## DATA PROVIDED
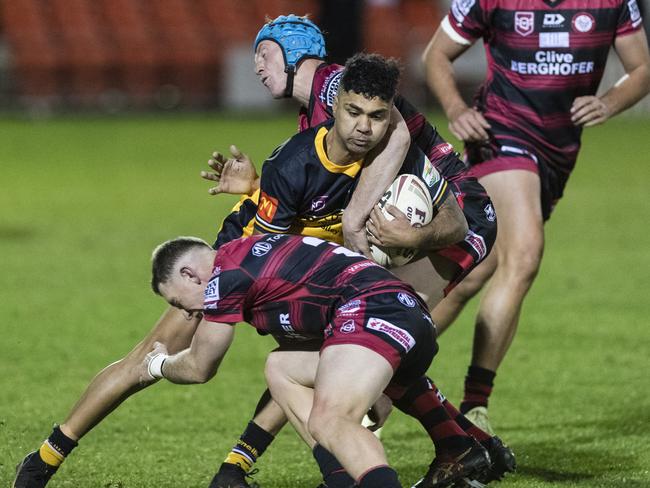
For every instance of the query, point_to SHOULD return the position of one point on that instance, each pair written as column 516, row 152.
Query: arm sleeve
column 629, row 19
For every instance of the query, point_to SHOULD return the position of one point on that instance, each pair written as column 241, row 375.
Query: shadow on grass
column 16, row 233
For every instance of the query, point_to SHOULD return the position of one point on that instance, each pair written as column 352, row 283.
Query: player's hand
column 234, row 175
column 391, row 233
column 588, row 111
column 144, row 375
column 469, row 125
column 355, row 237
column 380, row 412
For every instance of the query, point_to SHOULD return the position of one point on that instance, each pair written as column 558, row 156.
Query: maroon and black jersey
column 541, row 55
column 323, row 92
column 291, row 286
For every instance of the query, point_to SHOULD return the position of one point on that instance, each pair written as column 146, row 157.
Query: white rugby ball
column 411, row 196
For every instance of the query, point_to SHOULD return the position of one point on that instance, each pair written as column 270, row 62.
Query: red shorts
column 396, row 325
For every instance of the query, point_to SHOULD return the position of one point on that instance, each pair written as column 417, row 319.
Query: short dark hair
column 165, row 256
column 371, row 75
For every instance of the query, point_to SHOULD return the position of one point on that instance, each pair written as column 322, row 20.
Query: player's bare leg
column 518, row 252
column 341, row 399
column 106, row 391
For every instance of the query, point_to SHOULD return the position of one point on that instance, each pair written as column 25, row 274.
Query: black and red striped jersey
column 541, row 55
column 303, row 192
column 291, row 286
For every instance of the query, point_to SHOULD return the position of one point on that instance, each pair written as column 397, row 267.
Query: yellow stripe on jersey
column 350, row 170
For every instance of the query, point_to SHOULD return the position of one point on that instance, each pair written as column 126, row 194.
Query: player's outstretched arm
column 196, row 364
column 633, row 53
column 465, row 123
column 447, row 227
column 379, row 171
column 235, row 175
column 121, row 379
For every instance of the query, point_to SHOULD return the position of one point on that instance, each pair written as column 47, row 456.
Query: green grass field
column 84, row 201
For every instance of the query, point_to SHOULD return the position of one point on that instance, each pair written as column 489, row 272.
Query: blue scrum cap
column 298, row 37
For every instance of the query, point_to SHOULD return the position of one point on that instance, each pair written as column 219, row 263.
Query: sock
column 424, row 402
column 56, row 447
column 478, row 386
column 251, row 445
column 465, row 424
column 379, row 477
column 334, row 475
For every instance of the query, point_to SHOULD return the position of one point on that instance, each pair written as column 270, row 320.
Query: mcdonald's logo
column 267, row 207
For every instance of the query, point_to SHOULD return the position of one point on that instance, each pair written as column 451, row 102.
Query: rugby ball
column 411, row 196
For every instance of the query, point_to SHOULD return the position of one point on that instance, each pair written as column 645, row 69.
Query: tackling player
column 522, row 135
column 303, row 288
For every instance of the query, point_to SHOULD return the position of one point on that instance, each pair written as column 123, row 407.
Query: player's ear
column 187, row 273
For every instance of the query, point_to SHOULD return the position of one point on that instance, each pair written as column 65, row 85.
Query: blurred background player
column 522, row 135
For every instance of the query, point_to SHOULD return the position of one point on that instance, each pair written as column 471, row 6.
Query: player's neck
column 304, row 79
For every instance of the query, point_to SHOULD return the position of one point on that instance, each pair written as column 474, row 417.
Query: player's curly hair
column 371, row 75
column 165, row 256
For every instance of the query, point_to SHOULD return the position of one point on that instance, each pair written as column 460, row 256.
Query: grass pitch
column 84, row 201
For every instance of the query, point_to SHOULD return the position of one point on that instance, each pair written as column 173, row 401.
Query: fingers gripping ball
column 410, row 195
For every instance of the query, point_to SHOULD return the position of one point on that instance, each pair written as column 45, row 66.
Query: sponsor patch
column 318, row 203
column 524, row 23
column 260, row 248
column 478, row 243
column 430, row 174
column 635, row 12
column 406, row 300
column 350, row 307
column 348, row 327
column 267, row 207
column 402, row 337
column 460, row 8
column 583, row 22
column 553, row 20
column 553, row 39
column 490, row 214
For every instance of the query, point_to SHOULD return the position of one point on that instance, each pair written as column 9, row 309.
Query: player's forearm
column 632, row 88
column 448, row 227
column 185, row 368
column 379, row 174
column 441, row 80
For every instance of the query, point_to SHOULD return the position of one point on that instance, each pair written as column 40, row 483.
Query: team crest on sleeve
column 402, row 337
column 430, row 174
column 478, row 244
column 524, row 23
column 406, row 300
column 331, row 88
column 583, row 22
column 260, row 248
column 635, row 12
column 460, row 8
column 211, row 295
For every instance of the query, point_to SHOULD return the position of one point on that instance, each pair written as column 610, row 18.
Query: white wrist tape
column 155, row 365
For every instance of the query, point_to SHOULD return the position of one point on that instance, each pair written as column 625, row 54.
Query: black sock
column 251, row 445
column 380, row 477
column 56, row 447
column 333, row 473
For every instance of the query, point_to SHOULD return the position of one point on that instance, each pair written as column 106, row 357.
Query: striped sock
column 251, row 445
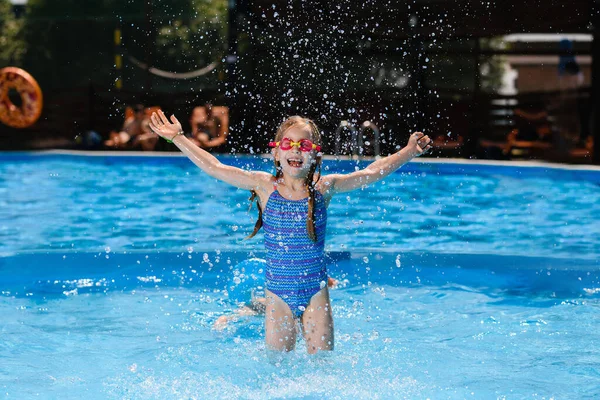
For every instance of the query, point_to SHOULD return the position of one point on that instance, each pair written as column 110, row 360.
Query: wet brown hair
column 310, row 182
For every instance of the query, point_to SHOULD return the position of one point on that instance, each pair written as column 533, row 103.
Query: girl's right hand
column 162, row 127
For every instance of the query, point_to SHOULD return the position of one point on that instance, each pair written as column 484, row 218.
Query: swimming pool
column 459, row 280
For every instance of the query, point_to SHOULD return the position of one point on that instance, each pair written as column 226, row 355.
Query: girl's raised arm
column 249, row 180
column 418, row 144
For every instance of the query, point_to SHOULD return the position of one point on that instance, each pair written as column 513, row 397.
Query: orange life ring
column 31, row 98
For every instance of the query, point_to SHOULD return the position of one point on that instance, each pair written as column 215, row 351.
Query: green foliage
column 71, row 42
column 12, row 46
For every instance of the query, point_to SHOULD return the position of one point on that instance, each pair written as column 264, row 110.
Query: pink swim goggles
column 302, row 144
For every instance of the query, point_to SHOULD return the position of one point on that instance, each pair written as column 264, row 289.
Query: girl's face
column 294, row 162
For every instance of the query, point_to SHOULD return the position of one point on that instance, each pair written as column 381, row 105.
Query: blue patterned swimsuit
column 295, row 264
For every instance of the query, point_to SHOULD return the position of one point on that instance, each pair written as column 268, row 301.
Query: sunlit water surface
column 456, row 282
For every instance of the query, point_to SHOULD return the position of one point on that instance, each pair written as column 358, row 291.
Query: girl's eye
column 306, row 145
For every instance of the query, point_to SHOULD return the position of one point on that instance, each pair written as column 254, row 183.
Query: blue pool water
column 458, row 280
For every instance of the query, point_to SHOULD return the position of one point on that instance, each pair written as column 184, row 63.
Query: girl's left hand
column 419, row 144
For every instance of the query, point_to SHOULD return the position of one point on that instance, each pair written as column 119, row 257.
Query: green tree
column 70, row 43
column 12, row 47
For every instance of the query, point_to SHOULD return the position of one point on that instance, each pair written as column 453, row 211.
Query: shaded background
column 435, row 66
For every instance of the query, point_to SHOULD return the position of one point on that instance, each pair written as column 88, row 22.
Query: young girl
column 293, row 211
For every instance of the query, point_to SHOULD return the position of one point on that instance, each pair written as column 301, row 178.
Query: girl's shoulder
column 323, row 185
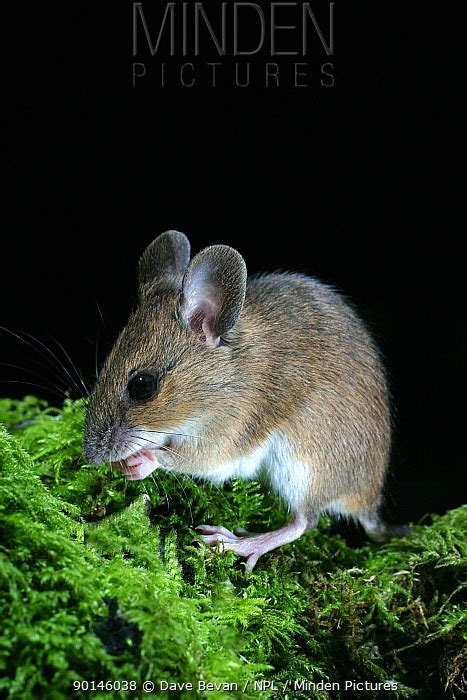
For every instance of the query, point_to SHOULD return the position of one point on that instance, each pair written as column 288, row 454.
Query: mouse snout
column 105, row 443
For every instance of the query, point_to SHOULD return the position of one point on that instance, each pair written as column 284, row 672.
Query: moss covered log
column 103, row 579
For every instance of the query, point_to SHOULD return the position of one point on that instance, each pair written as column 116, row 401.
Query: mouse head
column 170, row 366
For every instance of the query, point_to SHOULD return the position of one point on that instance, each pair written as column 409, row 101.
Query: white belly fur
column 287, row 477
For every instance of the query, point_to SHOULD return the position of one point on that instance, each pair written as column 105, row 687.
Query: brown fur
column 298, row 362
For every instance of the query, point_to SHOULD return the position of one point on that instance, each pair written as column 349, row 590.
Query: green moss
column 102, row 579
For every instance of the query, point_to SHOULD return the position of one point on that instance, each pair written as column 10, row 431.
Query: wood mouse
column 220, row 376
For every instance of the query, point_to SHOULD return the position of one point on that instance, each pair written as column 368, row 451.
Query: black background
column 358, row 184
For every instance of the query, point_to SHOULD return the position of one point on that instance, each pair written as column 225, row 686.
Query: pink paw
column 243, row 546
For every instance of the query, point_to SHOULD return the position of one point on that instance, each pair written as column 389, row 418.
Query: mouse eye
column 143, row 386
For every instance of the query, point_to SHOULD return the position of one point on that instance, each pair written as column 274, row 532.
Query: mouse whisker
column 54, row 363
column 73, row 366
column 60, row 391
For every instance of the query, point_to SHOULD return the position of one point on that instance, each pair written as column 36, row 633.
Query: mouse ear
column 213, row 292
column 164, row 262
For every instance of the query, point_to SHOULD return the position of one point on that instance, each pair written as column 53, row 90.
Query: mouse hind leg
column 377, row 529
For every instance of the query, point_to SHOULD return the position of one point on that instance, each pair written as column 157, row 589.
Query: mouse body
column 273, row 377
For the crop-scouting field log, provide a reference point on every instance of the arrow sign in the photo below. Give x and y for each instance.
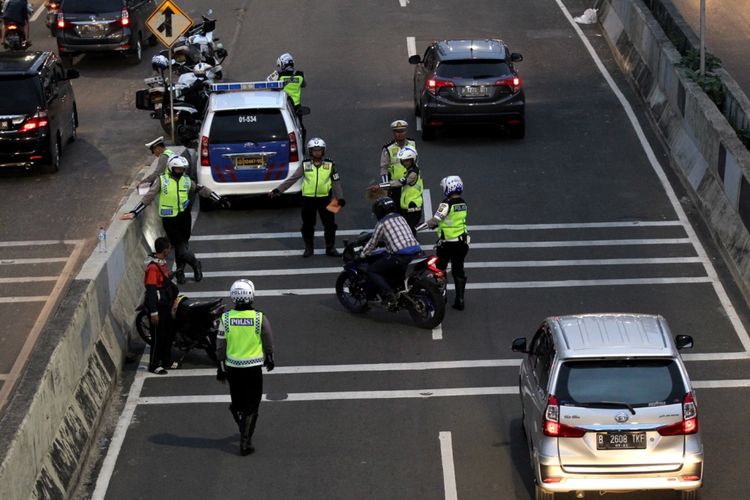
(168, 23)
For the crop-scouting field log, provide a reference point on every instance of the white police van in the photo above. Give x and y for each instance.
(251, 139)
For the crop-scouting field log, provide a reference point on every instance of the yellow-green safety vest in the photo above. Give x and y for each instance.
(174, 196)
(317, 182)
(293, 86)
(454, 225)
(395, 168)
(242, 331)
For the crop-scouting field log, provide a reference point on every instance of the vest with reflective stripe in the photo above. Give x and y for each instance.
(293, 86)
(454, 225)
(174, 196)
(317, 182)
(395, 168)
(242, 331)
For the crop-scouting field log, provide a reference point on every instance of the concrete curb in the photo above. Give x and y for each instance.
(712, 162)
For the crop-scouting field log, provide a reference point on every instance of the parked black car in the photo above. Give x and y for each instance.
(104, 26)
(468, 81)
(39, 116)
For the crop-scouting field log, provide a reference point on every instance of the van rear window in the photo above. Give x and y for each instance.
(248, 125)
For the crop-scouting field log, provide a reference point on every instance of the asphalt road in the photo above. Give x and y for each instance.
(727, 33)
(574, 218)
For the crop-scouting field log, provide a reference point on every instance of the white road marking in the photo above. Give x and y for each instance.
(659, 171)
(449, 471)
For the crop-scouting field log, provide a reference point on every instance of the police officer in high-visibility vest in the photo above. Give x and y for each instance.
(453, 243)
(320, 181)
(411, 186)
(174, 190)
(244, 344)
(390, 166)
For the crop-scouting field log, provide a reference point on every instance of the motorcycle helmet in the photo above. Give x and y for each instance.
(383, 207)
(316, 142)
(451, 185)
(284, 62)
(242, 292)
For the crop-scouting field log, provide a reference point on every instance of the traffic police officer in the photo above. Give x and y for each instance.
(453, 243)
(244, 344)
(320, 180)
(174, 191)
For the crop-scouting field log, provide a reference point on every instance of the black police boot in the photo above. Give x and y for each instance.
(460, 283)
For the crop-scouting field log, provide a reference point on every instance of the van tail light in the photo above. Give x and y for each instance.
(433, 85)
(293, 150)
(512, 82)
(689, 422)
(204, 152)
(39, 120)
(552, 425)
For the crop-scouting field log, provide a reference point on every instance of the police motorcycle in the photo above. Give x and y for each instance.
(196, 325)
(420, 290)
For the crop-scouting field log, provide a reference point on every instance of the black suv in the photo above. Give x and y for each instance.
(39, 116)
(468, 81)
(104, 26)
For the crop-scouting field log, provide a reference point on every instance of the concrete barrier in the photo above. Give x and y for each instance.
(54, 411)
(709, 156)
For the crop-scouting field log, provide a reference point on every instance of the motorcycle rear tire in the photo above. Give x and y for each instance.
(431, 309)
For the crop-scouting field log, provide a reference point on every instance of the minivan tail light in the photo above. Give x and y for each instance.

## WHAT YOU HAVE TO DO
Rewrite the listing beginning at the line that contains "322, row 20." and stopping after the line that contains "column 303, row 288", with "jersey" changed to "shirt" and every other part left unchanged.

## FULL SOLUTION
For every instance of the query, point_to SHOULD return the position of one point on that instance, each pair written as column 322, row 20.
Query: player's bare leg
column 518, row 252
column 341, row 399
column 106, row 391
For every instance of the query, point_to SHOULD return the position of one point on that instance, each pair written as column 25, row 274.
Query: black and red striped shirt
column 541, row 55
column 303, row 192
column 291, row 286
For every instance of the query, point_to SHOULD return the position of one point on that instance, each pair written as column 397, row 267.
Query: yellow stripe on shirt
column 350, row 170
For every instance of the query, point_to SHOULD return the position of one point on that instance, each pair written as column 126, row 194.
Query: player's outstretched arm
column 196, row 364
column 633, row 53
column 465, row 123
column 447, row 227
column 379, row 171
column 235, row 175
column 121, row 379
For every instance of the query, point_to SHOULD return the position of one point on that instance, each pair written as column 47, row 456.
Query: green grass field
column 84, row 201
For every instance of the query, point_to SHOULD return the position of one point on that instance, each pair written as column 489, row 272.
Query: blue scrum cap
column 298, row 37
For every instance of the query, point_to SHOULD return the position of one point on that instance, each pair written as column 219, row 263.
Query: sock
column 424, row 402
column 56, row 447
column 478, row 386
column 251, row 445
column 465, row 424
column 379, row 477
column 334, row 475
For every instance of the query, point_to SHOULD return the position of one point on that instance, each pair written as column 270, row 320.
Query: mcdonald's logo
column 267, row 207
For every instance of the query, point_to SHOULD return the position of one point on that instance, each pair written as column 451, row 102.
Query: rugby ball
column 411, row 196
For every instance of the query, point_to SHOULD return the position of one point on that instance, each pair written as column 645, row 69.
Query: tackling player
column 522, row 135
column 303, row 288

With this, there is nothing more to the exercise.